__What the exercise asks__:
Rewrite the lines from the line with "of the bright" through the line with "pixel 334 154", changing "bright sky" to "clear sky" and keeping everything else the same. Return only those lines.

** start **

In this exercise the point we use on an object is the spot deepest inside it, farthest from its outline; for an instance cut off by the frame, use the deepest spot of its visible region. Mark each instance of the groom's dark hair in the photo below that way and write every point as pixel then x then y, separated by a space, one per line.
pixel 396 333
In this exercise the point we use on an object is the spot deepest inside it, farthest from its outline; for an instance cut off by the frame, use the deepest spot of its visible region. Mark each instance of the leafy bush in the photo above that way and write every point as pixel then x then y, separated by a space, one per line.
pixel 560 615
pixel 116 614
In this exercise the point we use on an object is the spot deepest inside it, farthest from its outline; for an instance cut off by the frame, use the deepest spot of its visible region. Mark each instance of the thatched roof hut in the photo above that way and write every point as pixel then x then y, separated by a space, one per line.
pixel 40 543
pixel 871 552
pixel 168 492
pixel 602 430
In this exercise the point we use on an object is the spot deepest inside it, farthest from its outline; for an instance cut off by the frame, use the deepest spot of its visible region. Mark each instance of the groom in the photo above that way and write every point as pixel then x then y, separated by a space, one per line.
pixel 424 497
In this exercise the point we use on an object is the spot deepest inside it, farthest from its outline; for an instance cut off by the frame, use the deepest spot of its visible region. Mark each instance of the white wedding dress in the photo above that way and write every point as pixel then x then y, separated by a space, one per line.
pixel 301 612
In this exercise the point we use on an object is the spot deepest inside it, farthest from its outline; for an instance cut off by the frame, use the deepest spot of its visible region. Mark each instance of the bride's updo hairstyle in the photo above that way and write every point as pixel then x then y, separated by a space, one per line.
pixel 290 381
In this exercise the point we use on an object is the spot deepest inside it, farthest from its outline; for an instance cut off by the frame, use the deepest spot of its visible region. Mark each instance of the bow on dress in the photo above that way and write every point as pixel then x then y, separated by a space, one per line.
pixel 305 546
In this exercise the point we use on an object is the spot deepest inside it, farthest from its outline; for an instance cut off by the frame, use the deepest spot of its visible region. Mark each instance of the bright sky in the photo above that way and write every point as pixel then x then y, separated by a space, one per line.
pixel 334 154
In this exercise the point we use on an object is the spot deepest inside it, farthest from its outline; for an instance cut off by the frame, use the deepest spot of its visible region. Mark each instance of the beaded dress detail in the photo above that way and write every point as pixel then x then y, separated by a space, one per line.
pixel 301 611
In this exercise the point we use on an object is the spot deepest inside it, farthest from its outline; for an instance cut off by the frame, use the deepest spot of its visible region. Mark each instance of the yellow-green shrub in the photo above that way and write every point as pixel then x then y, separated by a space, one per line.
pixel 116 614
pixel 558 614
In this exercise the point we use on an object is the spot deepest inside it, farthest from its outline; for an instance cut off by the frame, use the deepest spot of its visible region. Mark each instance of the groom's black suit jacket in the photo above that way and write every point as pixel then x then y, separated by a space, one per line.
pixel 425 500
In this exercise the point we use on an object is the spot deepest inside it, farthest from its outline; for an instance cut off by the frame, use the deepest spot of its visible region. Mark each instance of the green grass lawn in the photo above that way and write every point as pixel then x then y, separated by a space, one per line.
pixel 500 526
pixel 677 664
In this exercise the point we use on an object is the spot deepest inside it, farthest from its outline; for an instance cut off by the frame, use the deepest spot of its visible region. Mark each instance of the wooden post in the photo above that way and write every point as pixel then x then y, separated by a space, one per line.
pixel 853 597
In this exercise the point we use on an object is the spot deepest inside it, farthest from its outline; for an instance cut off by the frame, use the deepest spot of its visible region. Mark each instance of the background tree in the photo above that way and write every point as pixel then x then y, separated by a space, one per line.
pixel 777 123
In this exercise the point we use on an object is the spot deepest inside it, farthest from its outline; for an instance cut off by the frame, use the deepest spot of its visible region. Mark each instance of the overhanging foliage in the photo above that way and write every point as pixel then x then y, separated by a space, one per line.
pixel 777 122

** end **

__Written answer__:
In this exercise the point we use on an object is the spot deepest inside it, farthest from its outline; for an instance cut off by the frame, use the deepest spot of its visible region. Mark each instance of the clear sky in the photo above that way and write every point as pixel then x then y, separated by a space, one per line.
pixel 334 154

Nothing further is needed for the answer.